» Text passage
══════
KEY POINTS:
A few evenings ago I was watching television with my Ethiopian wife. We were at the house of one of her Ethiopian friends and watching American Idol. During the programme Bono appeared on the screen, appealing for Idol Aid.
This segment featured Bono, on one of his Geldofian quests, kissing the locals and showing us HIV-positive children. During this I sensed a feeling of awkwardness, possibly sprinkled with a little shame, descending over my wife and her friend.
As usual, I began feeling agitated and almost repulsed by the sight of that slightly creepy looking, ageing rock star. Not repulsed by the things he is trying to achieve, namely eradicating poverty and disease, but by the skewing effect that images such as these have on the perception of Africa in the minds of Western viewers.
I asked my Ethiopian companions if they agreed that such images distorted Westerners' perceptions of Africa.
"Of course!" they replied, the words coming out as if they had already been boiling in their throats. My wife's friend then went on to tell me about some of her experiences working at an African hair salon in Auckland.
A customer once asked her, "are you from Africa?" Her reply, obviously, was the affirmative. The result of this was her customer injecting a highly sympathetic tone into her voice, before replying, with almost awe, "and you survived?!
And what about your family, how many of them are still alive?"
She informed the customer that her family was still alive and well, despite the fact that most of them were still living in Africa. To this the customer was still awed, though slightly disbelieving.
And this is no isolated incident.
But what is it that gives the West such a warped and twisted view of Africa? What makes a large proportion of Western society believe that Africa is nothing but an Aids infested, war ravaged hell-on-earth?
The guilty party here is undoubtedly the Western media. Most Westerners will never even contemplate travelling to Africa, so their view of the continent is wholly moulded by the mass media.
How often do you read something in the media about Africa that isn't about HIV/Aids, poverty, war or despotic rulers? Not very often at all, I dare say.
══════
» Data extracts
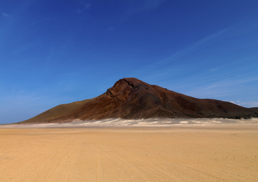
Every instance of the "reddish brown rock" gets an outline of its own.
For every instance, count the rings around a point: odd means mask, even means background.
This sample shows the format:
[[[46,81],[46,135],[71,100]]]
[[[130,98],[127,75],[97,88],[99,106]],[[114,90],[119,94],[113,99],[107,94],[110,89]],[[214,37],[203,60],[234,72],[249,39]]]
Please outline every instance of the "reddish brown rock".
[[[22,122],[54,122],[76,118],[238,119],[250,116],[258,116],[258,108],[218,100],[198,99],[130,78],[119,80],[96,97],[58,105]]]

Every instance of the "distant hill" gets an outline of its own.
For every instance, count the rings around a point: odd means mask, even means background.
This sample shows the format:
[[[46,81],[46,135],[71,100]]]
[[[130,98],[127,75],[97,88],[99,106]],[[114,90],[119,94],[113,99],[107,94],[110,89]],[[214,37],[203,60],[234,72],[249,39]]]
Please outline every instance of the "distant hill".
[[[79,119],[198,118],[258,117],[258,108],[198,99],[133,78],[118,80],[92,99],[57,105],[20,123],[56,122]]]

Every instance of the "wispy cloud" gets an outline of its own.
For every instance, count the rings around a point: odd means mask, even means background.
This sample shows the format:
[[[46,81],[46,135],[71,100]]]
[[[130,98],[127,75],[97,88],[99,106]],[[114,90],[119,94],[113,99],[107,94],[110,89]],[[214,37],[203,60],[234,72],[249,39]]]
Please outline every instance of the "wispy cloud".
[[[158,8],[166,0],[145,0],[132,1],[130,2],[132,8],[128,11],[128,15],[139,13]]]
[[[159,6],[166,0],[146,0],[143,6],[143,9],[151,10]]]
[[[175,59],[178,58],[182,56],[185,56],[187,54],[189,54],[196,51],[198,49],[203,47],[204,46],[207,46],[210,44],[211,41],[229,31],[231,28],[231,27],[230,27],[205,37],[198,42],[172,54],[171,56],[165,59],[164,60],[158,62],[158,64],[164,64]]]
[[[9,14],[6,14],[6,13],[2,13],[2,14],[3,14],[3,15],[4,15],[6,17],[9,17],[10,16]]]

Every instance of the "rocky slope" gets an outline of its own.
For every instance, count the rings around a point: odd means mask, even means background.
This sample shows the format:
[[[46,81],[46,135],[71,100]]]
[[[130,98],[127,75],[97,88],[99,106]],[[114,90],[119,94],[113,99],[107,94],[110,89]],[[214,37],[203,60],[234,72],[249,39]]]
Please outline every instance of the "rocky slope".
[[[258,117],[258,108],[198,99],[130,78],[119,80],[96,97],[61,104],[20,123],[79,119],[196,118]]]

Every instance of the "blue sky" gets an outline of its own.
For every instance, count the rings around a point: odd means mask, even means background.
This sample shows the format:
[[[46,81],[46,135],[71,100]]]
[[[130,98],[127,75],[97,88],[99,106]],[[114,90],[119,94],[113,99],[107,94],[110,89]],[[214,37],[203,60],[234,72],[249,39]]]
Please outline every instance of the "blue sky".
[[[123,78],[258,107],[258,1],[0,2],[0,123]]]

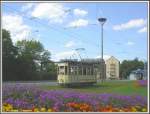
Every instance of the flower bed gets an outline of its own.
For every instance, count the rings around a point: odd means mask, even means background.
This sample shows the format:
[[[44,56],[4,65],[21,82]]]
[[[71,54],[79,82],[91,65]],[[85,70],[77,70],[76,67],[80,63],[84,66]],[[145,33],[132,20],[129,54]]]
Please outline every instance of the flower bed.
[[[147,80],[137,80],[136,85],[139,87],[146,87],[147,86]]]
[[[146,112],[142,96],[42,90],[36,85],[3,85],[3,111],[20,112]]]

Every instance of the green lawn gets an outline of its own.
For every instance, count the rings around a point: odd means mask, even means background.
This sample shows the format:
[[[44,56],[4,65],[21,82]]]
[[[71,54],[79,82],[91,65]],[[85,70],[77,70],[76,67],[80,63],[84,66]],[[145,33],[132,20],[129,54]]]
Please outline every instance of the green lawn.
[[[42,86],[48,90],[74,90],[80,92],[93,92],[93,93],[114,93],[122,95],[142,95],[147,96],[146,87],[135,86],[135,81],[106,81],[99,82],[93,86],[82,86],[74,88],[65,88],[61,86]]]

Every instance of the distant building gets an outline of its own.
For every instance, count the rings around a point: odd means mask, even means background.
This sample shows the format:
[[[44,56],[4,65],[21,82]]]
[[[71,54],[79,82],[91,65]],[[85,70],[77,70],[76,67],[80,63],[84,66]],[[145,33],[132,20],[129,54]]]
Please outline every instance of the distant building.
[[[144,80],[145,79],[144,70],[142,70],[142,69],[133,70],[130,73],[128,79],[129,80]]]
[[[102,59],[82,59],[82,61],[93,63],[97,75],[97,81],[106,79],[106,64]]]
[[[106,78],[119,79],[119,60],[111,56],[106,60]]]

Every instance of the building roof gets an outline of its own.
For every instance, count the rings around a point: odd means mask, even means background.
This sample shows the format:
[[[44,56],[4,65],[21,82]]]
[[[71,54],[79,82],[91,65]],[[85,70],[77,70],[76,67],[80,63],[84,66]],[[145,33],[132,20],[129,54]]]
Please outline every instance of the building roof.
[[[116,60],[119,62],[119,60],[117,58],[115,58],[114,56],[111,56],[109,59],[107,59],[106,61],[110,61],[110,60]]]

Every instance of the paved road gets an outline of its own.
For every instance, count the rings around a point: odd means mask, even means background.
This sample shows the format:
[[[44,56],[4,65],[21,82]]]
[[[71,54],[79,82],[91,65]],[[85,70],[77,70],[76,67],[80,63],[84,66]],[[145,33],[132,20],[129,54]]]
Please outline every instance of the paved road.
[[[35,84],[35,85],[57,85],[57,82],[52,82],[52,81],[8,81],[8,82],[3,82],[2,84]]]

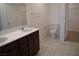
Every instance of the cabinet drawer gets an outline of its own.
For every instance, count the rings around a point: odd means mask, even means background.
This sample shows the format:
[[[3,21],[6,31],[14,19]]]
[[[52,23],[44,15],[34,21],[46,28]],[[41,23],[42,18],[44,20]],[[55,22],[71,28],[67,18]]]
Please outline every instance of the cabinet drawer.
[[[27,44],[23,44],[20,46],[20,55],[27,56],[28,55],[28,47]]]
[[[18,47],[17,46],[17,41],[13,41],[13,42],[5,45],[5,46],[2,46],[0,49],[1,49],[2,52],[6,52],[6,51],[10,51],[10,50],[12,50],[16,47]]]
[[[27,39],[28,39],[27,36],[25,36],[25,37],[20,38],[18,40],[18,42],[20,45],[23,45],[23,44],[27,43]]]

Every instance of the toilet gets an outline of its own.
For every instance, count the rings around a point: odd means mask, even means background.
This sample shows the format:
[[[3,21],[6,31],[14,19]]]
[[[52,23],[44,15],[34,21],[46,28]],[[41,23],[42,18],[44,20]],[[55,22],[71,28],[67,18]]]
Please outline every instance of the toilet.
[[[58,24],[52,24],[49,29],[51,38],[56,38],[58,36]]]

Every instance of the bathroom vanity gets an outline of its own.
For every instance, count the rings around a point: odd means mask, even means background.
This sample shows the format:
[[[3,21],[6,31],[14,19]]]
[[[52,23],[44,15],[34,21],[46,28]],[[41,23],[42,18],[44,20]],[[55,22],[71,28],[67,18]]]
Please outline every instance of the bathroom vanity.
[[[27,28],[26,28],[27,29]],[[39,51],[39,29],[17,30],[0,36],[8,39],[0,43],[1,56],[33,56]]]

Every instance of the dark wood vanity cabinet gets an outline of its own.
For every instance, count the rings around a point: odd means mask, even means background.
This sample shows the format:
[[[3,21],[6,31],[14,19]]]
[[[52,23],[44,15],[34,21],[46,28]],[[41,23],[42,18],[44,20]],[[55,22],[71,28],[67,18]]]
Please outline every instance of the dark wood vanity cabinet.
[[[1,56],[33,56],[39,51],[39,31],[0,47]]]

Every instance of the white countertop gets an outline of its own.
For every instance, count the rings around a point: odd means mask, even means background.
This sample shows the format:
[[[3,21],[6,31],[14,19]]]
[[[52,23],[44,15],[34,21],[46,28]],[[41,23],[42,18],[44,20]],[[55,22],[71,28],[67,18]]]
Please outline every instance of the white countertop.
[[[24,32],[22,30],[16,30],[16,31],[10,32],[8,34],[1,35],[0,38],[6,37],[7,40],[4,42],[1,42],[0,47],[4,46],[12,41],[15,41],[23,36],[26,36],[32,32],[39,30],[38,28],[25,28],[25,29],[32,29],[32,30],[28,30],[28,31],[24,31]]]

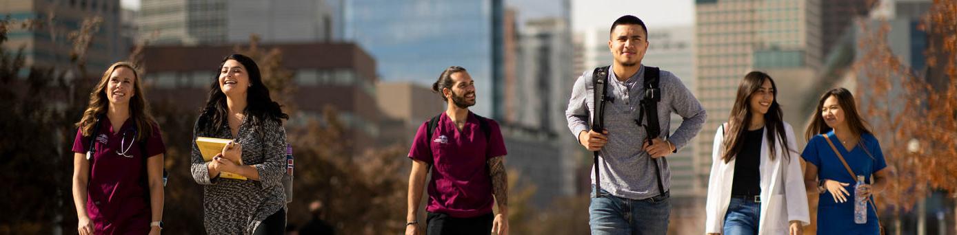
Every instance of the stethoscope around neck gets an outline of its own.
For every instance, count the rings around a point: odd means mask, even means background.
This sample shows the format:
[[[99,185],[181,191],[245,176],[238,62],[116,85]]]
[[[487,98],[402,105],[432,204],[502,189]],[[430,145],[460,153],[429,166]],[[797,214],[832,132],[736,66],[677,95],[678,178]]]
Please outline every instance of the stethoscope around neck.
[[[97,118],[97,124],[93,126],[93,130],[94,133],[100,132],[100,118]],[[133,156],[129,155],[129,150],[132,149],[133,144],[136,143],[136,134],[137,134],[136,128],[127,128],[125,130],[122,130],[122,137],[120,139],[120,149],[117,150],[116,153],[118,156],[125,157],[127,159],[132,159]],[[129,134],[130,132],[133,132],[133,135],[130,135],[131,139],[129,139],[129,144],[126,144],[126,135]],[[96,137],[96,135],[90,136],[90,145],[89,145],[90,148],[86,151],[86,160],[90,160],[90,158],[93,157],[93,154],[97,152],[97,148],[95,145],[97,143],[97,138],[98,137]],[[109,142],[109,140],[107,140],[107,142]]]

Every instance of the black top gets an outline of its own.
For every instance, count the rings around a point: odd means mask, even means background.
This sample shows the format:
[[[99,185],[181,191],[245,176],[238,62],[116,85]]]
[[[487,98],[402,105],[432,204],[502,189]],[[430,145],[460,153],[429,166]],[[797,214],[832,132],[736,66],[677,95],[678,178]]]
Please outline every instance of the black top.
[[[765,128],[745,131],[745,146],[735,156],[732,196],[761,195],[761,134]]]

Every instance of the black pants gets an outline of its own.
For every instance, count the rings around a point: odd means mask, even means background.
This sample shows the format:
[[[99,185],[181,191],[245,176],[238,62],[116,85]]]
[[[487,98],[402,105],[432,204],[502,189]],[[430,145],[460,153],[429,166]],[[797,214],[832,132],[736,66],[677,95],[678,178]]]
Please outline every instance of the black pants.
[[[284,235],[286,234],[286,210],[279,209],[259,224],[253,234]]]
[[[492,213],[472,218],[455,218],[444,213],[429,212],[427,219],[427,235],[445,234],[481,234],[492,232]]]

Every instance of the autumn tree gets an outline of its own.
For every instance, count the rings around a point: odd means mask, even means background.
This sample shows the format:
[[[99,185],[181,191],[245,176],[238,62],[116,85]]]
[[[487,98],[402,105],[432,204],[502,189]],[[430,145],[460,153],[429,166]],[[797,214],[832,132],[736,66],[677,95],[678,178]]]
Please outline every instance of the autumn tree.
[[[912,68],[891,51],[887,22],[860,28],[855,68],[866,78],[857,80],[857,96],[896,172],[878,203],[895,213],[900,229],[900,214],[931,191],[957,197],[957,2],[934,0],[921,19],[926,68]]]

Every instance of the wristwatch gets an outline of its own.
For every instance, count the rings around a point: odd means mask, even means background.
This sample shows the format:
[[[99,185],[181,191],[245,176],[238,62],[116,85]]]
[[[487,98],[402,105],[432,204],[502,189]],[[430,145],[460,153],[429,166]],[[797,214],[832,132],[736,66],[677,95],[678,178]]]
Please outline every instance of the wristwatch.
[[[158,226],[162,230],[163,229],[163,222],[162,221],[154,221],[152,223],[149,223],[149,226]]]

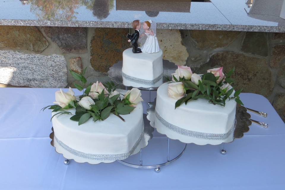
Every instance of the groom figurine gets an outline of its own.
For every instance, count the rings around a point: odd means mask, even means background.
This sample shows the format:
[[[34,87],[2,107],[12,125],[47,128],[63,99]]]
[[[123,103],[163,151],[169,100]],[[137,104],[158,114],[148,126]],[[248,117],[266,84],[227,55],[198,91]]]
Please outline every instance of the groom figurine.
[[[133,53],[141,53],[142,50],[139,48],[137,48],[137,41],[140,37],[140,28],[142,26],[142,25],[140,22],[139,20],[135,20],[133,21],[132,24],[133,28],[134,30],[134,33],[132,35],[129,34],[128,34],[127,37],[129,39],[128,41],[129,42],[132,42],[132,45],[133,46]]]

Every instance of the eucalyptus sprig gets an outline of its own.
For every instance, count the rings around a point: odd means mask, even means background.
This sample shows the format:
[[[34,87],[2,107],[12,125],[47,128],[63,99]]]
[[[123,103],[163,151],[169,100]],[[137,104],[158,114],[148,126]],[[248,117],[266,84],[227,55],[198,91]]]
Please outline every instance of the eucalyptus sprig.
══════
» What the exercise asks
Continue the essay about how Western media shapes views of Africa, picking up right after its last sentence.

» Exercise answer
But why is this? Why does the Western media seem intent on focusing on the negative when it comes to its coverage of Africa? For a start, a preconception of Africa as cultureless, tribal, heathen and impoverished has reigned in the minds of Westerners since the days of slavery. Such preconceptions provided the very justification for slavery to exist.
Throughout colonial and post-colonial times that same portrayal of Africa as a dark land of chaos, war and disease has readily been accepted as the norm.
When your average Westerner is flicking through the international section of their newspaper, and sees an article on Africa, they expect to have their preconceptions reconfirmed, and the Western media is ever ready to provide this.
Of course, the Western media would be accused of ignoring or dismissing Africa's problems if it didn't report on the negative aspects of life throughout the continent. It's true - poverty is a terrible problem in Africa, as is HIV/Aids and war. But a bit of balance would certainly help viewers and readers to realise that Africa is not a land of pure chaos, filth and disease.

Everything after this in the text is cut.